● DIRECTION
Reproduce the stretch of the records from the line containing "on the seed" through the end of the records, word for word, with no pictures in your answer.

● SUPPLIED DATA
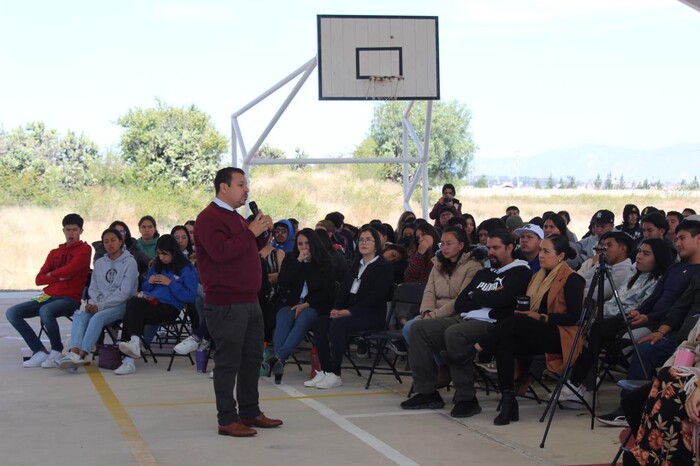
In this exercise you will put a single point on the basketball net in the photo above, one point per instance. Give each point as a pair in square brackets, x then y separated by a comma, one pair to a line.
[383, 87]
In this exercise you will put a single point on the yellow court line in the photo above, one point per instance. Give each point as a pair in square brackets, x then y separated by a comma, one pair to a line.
[138, 447]
[271, 398]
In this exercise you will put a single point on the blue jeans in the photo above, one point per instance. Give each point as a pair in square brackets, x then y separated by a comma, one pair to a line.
[87, 328]
[289, 332]
[48, 312]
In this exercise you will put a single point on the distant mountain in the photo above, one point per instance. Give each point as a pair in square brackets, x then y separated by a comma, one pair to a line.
[668, 164]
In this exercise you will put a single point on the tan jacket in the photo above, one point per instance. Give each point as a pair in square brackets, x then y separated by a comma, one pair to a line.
[442, 290]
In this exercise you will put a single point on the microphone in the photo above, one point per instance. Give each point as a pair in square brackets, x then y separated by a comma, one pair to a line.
[255, 211]
[253, 208]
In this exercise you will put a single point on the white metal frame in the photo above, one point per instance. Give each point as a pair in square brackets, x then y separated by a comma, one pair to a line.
[409, 133]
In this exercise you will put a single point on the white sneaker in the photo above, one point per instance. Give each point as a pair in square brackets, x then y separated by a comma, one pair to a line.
[36, 360]
[51, 360]
[131, 349]
[187, 345]
[330, 381]
[320, 375]
[68, 362]
[127, 367]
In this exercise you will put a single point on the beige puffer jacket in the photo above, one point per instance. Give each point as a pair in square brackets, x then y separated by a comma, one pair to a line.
[442, 290]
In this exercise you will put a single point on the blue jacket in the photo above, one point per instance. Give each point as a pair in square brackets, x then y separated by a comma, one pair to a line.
[182, 290]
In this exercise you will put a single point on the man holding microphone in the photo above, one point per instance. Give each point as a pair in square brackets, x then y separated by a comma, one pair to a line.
[229, 267]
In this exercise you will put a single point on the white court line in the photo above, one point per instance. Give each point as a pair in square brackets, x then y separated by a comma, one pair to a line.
[343, 423]
[393, 413]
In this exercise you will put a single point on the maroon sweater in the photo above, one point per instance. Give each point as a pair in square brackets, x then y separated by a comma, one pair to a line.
[227, 257]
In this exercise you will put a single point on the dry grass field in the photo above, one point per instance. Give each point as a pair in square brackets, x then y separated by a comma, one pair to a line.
[29, 232]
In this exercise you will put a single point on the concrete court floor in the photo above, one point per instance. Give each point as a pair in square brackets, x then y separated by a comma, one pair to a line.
[156, 417]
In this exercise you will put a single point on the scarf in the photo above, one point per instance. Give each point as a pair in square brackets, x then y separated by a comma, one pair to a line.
[540, 284]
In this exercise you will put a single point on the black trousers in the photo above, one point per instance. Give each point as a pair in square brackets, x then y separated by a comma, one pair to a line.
[519, 335]
[238, 334]
[140, 313]
[331, 337]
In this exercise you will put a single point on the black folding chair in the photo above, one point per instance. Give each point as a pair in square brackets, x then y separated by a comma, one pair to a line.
[404, 293]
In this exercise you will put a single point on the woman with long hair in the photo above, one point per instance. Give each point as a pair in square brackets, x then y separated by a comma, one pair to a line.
[306, 292]
[169, 284]
[149, 235]
[556, 301]
[360, 305]
[114, 280]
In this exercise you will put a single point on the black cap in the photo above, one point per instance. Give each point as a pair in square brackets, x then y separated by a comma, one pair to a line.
[604, 217]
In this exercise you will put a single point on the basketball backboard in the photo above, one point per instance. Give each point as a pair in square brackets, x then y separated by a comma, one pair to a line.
[378, 57]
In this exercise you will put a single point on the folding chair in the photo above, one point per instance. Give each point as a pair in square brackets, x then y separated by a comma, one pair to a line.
[404, 293]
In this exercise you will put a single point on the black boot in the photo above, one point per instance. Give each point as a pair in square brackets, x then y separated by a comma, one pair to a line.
[460, 359]
[509, 409]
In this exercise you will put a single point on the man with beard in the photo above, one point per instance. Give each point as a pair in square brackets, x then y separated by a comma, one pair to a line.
[489, 297]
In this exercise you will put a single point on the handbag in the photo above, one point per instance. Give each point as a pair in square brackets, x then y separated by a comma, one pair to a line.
[109, 357]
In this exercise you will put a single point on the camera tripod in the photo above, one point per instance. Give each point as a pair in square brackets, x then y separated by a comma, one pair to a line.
[588, 316]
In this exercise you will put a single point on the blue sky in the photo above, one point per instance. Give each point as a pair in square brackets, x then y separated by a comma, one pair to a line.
[536, 74]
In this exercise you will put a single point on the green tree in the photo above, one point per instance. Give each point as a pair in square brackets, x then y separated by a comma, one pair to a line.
[451, 145]
[598, 183]
[175, 145]
[35, 151]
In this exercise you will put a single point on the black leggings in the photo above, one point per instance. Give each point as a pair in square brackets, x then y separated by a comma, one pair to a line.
[140, 312]
[515, 336]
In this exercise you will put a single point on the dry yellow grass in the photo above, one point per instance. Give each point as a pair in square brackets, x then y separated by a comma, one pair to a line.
[29, 232]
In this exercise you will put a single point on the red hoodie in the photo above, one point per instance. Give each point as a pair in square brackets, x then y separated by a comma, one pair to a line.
[69, 265]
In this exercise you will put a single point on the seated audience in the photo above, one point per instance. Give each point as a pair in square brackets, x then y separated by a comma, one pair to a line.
[169, 285]
[307, 290]
[149, 236]
[113, 282]
[603, 221]
[630, 222]
[64, 273]
[488, 298]
[556, 225]
[360, 305]
[447, 200]
[556, 297]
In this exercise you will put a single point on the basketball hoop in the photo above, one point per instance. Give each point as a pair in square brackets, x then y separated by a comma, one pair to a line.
[383, 87]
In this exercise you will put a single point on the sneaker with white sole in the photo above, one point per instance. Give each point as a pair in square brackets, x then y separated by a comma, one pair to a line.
[614, 419]
[68, 362]
[36, 360]
[51, 359]
[330, 381]
[187, 345]
[127, 367]
[320, 375]
[131, 348]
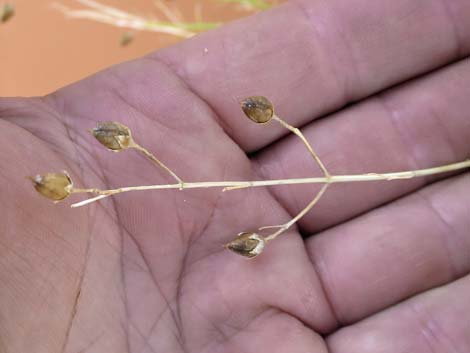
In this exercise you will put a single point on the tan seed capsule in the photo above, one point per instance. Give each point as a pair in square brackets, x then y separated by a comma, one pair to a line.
[259, 109]
[247, 244]
[54, 186]
[113, 135]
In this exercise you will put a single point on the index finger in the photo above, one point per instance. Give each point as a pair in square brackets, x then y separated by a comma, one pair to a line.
[313, 57]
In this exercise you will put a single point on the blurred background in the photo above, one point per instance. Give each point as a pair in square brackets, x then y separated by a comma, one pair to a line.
[47, 44]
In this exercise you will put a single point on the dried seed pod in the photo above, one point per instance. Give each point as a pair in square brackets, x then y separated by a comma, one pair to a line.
[247, 244]
[259, 109]
[113, 135]
[54, 186]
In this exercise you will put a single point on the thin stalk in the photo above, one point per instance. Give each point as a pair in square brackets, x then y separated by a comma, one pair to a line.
[332, 179]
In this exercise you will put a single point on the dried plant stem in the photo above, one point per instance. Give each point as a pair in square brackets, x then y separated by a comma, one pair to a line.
[286, 226]
[155, 160]
[297, 132]
[333, 179]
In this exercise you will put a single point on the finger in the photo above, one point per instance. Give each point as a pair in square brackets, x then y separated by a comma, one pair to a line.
[417, 125]
[436, 321]
[394, 252]
[312, 57]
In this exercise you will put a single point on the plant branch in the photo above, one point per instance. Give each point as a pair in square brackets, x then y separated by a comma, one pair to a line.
[333, 179]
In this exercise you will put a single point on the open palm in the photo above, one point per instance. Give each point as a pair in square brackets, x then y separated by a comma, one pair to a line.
[146, 272]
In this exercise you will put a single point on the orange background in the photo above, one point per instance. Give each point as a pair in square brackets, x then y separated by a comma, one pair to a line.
[41, 50]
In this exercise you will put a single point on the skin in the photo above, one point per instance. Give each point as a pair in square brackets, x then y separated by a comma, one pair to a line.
[380, 267]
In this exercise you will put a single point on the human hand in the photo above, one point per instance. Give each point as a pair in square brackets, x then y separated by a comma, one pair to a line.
[145, 272]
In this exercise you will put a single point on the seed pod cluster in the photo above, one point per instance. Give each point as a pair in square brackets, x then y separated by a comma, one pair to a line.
[113, 135]
[258, 108]
[247, 244]
[54, 186]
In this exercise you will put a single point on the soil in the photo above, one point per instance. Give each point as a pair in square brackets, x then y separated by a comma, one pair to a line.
[42, 50]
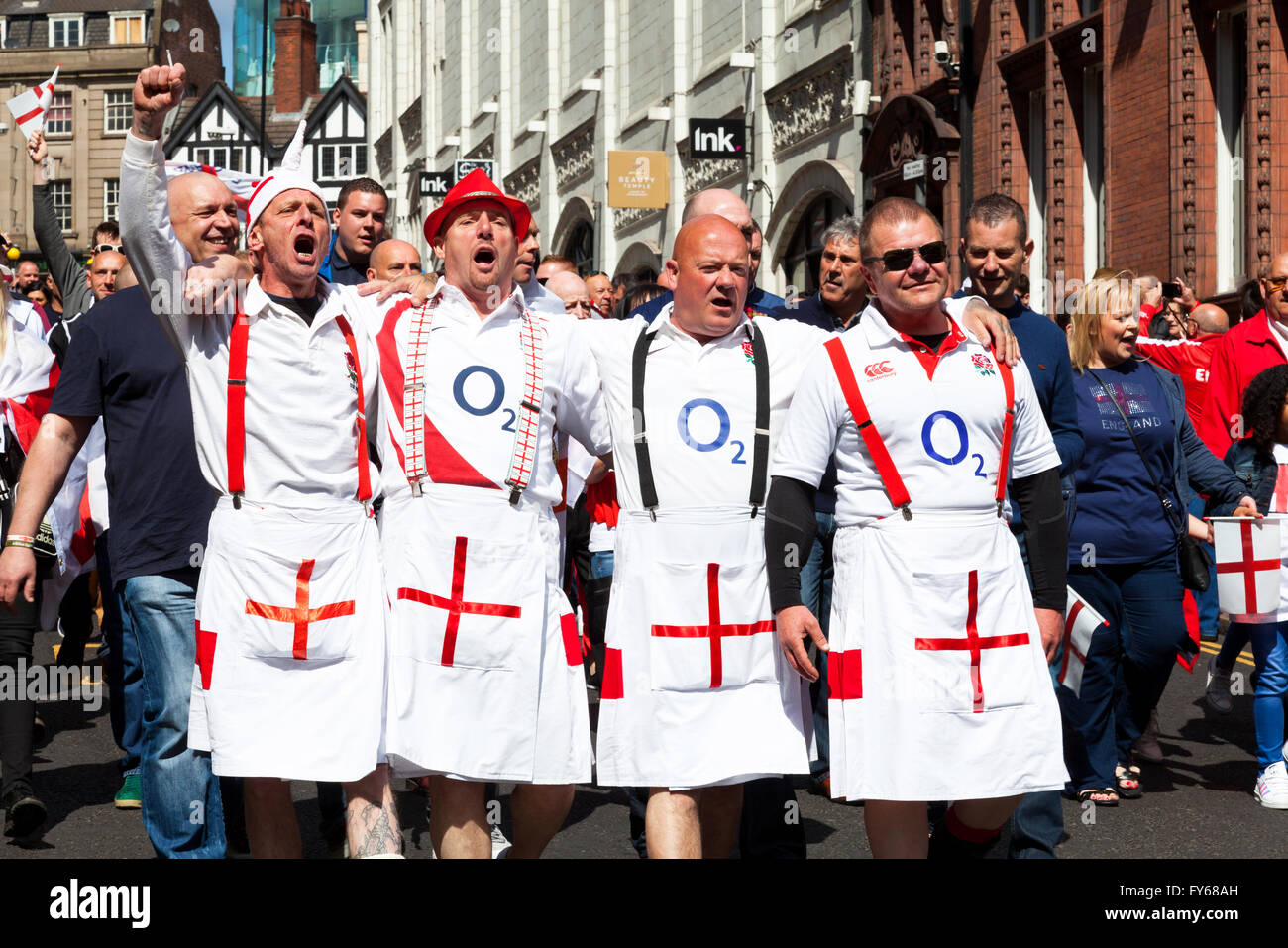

● ANSWER TO THE TASK
In this exercise you will put a single point on the seed pod cluster in the photo above, one point per instance. Give each point as a pair in square brackets, x then y separated by a comma, one pair to a line.
[113, 135]
[258, 108]
[247, 244]
[54, 186]
In this exercise you will put a single point on the soil in the photo above, one point per instance. Give each point as a pair in square brackets, x then y separated by a comma, one pair to a line.
[42, 50]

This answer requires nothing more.